§ SÉRIE D'EXERCICES
A – Reproduisez à l'identique le passage de la critique de Plumes de cheval qui va de « L’objet du film » jusqu'à « série de quiproquos. » inclus.
B – Selon la critique de Plumes de cheval, à quelle fonction Groucho est-il nommé au début du film ?

Everyone says I love you
Plumes de cheval (1932) de Norman Z. McLeod avec Groucho, Chico, Harpo et Zeppo Marx
Quatrième long-métrage des Marx brothers et le deuxième qu’ils tournèrent sous la direction de Norman Z McLeod, Plumes de cheval marque sans doute une sorte d’apogée du comique marxien qui se poursuivra d’ailleurs avec le film suivant Soupe au canard (sans doute leur chef-d’œuvre). Jamais le délire de la famille n’a autant confiné au surréalisme : Harpo n’hésitant pas à sortir de son paletot légendaire un petit cochon ou un poisson-scie tandis que Chico explique à Groucho, avec sa verve italianisante, qu’il a préféré se débarrasser de sa voiture plutôt que de son chauffeur (« j’avais besoin d’un chauffeur pour aller au travail » « Oui, mais comment faites-vous pour aller au travail si vous n’avez plus de voiture ? » « Je n’ai pas de travail »…)
Dès le départ, le ton est donné : Groucho est nommé recteur de l’université de Huxley (rien que ça !) et son premier discours n’est tendre ni pour les vieux barbons de la vénérable institution qui l’entourent, ni pour les étudiants avachis. Parmi ceux-ci, son propre fils (Zeppo !) qui traîne dans ses études depuis qu’il fréquente une charmante veuve (« A ton âge, j’avais déjà fais trois universités et fréquenté trois veuves » lui assène son père avec rudesse).
L’objet du film est tout simple : conscient des vrais raisons d’être de l’université, Groucho va tenter de trouver deux bons joueurs de football américain pour qu’Huxley batte l’équipe adverse. Comme lesdits joueurs seront débauchés par les adversaires, Chico et Harpo seront engagés après une série de quiproquos.
Comme toujours, l’intrigue compte moins que la teneur en folie de l’ensemble de l’entreprise. Cette fois, les Marx ont bel et bien trouvé leur rythme de croisière : le film est court (un peu plus d’une heure), sans temps morts et il n’est plus question de « théâtre filmé ».

§ ENSEMBLE D'ENREGISTREMENTS
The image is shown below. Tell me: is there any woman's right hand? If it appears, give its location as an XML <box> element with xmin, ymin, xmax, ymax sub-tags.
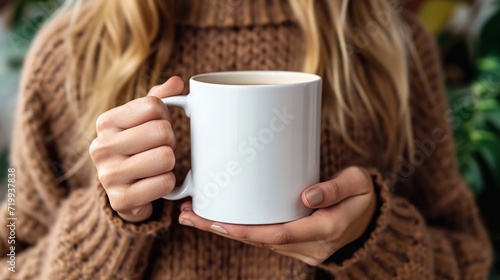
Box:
<box><xmin>89</xmin><ymin>77</ymin><xmax>184</xmax><ymax>222</ymax></box>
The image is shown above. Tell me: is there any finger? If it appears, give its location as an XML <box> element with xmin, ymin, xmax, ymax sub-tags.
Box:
<box><xmin>302</xmin><ymin>167</ymin><xmax>373</xmax><ymax>208</ymax></box>
<box><xmin>179</xmin><ymin>208</ymin><xmax>335</xmax><ymax>245</ymax></box>
<box><xmin>117</xmin><ymin>203</ymin><xmax>153</xmax><ymax>223</ymax></box>
<box><xmin>104</xmin><ymin>120</ymin><xmax>176</xmax><ymax>155</ymax></box>
<box><xmin>111</xmin><ymin>146</ymin><xmax>175</xmax><ymax>185</ymax></box>
<box><xmin>106</xmin><ymin>172</ymin><xmax>175</xmax><ymax>214</ymax></box>
<box><xmin>148</xmin><ymin>76</ymin><xmax>184</xmax><ymax>99</ymax></box>
<box><xmin>96</xmin><ymin>96</ymin><xmax>171</xmax><ymax>132</ymax></box>
<box><xmin>125</xmin><ymin>172</ymin><xmax>175</xmax><ymax>208</ymax></box>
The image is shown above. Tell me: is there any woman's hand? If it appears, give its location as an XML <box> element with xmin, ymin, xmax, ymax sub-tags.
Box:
<box><xmin>179</xmin><ymin>167</ymin><xmax>376</xmax><ymax>266</ymax></box>
<box><xmin>89</xmin><ymin>77</ymin><xmax>184</xmax><ymax>222</ymax></box>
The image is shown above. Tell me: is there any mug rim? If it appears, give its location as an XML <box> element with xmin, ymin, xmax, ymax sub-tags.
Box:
<box><xmin>190</xmin><ymin>70</ymin><xmax>321</xmax><ymax>87</ymax></box>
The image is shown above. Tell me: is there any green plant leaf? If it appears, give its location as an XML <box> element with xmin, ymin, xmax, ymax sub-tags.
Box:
<box><xmin>478</xmin><ymin>139</ymin><xmax>500</xmax><ymax>188</ymax></box>
<box><xmin>462</xmin><ymin>155</ymin><xmax>484</xmax><ymax>196</ymax></box>
<box><xmin>484</xmin><ymin>109</ymin><xmax>500</xmax><ymax>135</ymax></box>
<box><xmin>477</xmin><ymin>9</ymin><xmax>500</xmax><ymax>57</ymax></box>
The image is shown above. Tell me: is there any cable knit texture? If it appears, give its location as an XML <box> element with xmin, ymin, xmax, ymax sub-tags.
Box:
<box><xmin>0</xmin><ymin>0</ymin><xmax>491</xmax><ymax>280</ymax></box>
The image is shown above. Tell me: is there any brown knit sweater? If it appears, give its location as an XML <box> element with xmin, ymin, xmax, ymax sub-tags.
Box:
<box><xmin>0</xmin><ymin>0</ymin><xmax>491</xmax><ymax>280</ymax></box>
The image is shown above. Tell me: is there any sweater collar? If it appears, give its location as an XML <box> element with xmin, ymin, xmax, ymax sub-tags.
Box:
<box><xmin>178</xmin><ymin>0</ymin><xmax>293</xmax><ymax>27</ymax></box>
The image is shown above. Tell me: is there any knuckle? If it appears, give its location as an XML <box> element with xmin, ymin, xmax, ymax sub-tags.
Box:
<box><xmin>271</xmin><ymin>230</ymin><xmax>293</xmax><ymax>245</ymax></box>
<box><xmin>156</xmin><ymin>146</ymin><xmax>175</xmax><ymax>171</ymax></box>
<box><xmin>95</xmin><ymin>112</ymin><xmax>113</xmax><ymax>132</ymax></box>
<box><xmin>161</xmin><ymin>172</ymin><xmax>176</xmax><ymax>192</ymax></box>
<box><xmin>107</xmin><ymin>190</ymin><xmax>131</xmax><ymax>212</ymax></box>
<box><xmin>97</xmin><ymin>167</ymin><xmax>115</xmax><ymax>188</ymax></box>
<box><xmin>325</xmin><ymin>180</ymin><xmax>344</xmax><ymax>201</ymax></box>
<box><xmin>346</xmin><ymin>167</ymin><xmax>373</xmax><ymax>190</ymax></box>
<box><xmin>143</xmin><ymin>96</ymin><xmax>165</xmax><ymax>118</ymax></box>
<box><xmin>155</xmin><ymin>120</ymin><xmax>173</xmax><ymax>144</ymax></box>
<box><xmin>328</xmin><ymin>222</ymin><xmax>346</xmax><ymax>241</ymax></box>
<box><xmin>89</xmin><ymin>138</ymin><xmax>109</xmax><ymax>162</ymax></box>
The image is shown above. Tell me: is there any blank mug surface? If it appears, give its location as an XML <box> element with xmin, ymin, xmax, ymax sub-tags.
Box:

§ RÉPONSES DANS L'ORDRE
A –
L’objet du film est tout simple : conscient des vrais raisons d’être de l’université, Groucho va tenter de trouver deux bons joueurs de football américain pour qu’Huxley batte l’équipe adverse. Comme lesdits joueurs seront débauchés par les adversaires, Chico et Harpo seront engagés après une série de quiproquos.

B – Il est nommé recteur de l'université de Huxley.